* **YOUR OBJECTIVE**:
Lines of the material that include the string "target" should be returned.

* **RECORDS SUPPLIED**:
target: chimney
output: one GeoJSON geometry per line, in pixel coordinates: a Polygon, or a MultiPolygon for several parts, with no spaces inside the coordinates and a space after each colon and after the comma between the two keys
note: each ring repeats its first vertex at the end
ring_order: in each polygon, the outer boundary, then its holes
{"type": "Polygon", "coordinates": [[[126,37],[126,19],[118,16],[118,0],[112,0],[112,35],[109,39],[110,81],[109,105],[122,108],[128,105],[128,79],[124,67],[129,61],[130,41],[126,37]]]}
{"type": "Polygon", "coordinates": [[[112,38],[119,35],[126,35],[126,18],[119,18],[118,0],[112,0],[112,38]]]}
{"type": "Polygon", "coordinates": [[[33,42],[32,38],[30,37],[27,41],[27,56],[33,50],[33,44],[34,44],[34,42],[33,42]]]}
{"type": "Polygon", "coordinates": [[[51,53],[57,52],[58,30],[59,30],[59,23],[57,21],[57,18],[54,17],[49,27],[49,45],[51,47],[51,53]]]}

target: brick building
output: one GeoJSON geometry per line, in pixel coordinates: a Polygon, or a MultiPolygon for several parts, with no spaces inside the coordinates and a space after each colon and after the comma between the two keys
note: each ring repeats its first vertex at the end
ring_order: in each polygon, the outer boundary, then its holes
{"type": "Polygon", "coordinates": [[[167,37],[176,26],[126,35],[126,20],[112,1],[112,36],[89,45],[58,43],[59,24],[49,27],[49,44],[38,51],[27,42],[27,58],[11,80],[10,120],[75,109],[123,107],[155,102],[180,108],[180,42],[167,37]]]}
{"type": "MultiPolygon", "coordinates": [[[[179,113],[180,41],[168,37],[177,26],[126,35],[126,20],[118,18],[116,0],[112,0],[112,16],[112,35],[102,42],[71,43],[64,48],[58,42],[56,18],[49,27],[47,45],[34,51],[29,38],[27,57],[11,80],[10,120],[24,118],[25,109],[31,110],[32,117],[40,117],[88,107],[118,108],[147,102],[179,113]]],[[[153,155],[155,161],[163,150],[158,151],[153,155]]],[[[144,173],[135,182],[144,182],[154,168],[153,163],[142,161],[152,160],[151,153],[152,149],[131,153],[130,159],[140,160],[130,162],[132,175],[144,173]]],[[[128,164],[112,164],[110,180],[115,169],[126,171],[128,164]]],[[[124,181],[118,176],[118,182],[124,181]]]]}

* **PROBLEM SOLUTION**:
target: chimney
target: brick building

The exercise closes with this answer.